Given problem
Rewrite the data below, replacing "draw the outline" with "trace the boundary" everywhere it occurs and leaving everything else unchanged.

Data shown
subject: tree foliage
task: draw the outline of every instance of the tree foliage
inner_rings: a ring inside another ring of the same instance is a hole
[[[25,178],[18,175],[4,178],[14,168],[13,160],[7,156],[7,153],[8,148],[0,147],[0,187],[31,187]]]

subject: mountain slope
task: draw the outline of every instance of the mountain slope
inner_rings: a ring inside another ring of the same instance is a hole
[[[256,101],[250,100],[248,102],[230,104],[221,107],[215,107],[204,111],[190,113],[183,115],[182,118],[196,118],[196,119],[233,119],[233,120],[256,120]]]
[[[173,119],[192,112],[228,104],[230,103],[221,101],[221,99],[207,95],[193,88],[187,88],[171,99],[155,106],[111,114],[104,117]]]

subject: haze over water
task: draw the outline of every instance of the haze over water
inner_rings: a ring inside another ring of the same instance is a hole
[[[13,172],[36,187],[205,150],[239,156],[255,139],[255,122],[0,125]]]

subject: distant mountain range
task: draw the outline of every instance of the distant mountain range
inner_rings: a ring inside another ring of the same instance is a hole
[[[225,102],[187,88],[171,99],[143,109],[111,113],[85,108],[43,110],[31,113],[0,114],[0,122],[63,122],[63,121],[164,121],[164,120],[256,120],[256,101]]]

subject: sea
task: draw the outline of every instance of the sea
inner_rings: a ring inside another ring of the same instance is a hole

Full response
subject: tree foliage
task: trace the boundary of every instance of the tree foliage
inner_rings: a ring inside another ring of the same instance is a hole
[[[25,178],[18,175],[4,178],[14,168],[13,160],[7,156],[7,153],[8,148],[0,147],[0,187],[31,187]]]

subject: mountain slope
task: trace the boundary of every instance of the mountain slope
inner_rings: a ring inside another ring of the same instance is a hole
[[[256,101],[250,100],[248,102],[230,104],[221,107],[215,107],[204,111],[190,113],[183,115],[182,118],[196,118],[196,119],[233,119],[233,120],[256,120]]]
[[[173,119],[192,112],[228,104],[230,103],[221,101],[221,99],[207,95],[193,88],[187,88],[171,99],[155,106],[111,114],[104,117]]]

subject: haze over water
task: trace the boundary of every instance of the haze over water
inner_rings: a ring inside another ring of the same instance is a hole
[[[13,172],[36,187],[205,150],[239,156],[255,139],[255,122],[0,125]]]

subject: distant mountain range
task: trace the boundary of every instance of the distant mountain range
inner_rings: a ring inside another ring of the same instance is a hole
[[[225,102],[187,88],[171,99],[143,109],[111,113],[85,108],[43,110],[31,113],[0,114],[0,122],[63,122],[63,121],[164,121],[164,120],[256,120],[256,101]]]

subject: sea
task: trace the boundary of every instance of the sea
inner_rings: a ring inside another ring of the same instance is a hole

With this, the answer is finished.